Problem description —
Exclude the pictures and reproduce the remaining data exactly as written.

Records shown —
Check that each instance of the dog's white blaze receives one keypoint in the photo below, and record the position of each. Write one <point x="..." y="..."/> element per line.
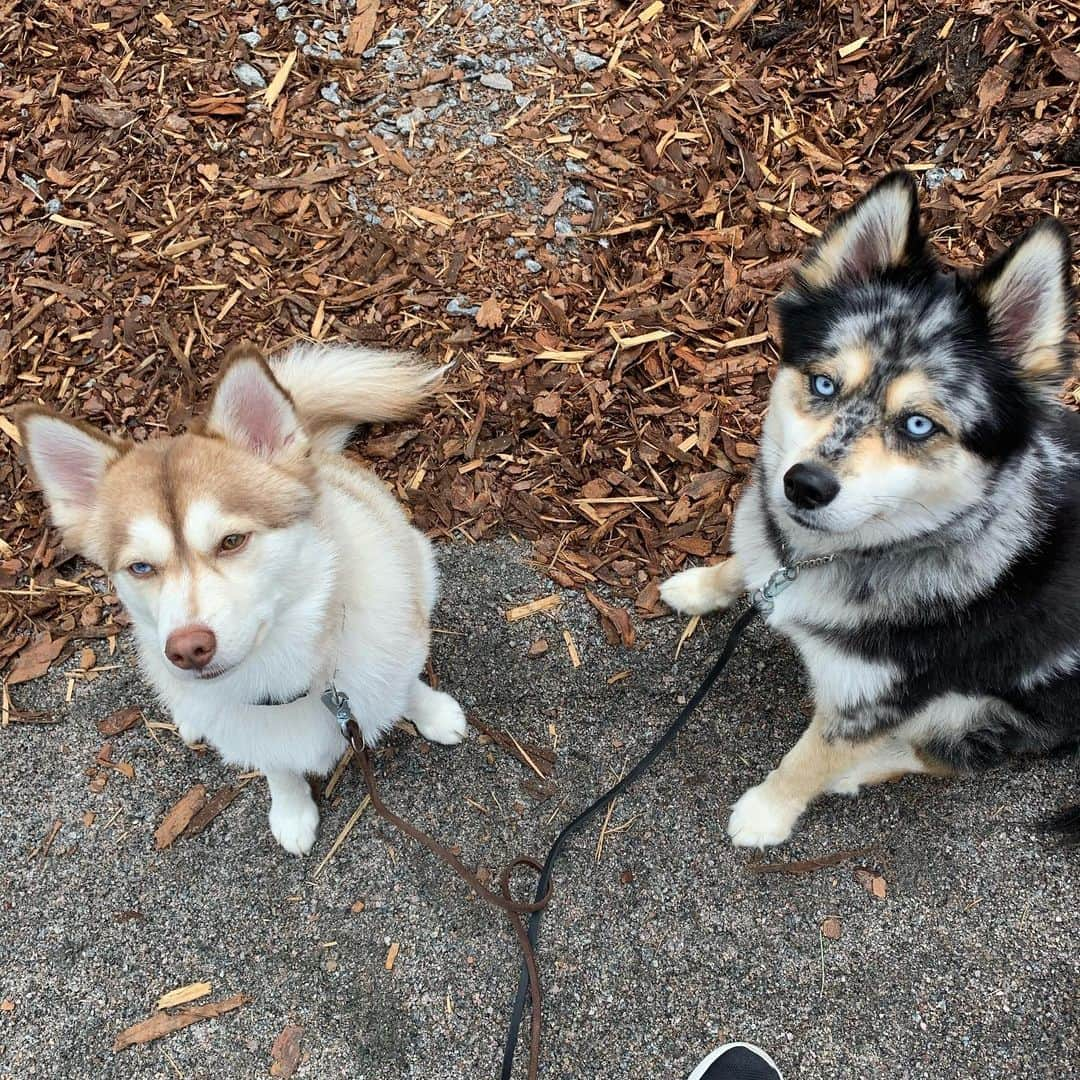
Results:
<point x="203" y="525"/>
<point x="149" y="540"/>
<point x="175" y="609"/>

Result of the exercise —
Check that each instance of the dog's white blaze receives one keypoint in the photo below, and record the position of each. Write one <point x="..." y="..."/> element per line.
Results:
<point x="203" y="525"/>
<point x="149" y="540"/>
<point x="175" y="609"/>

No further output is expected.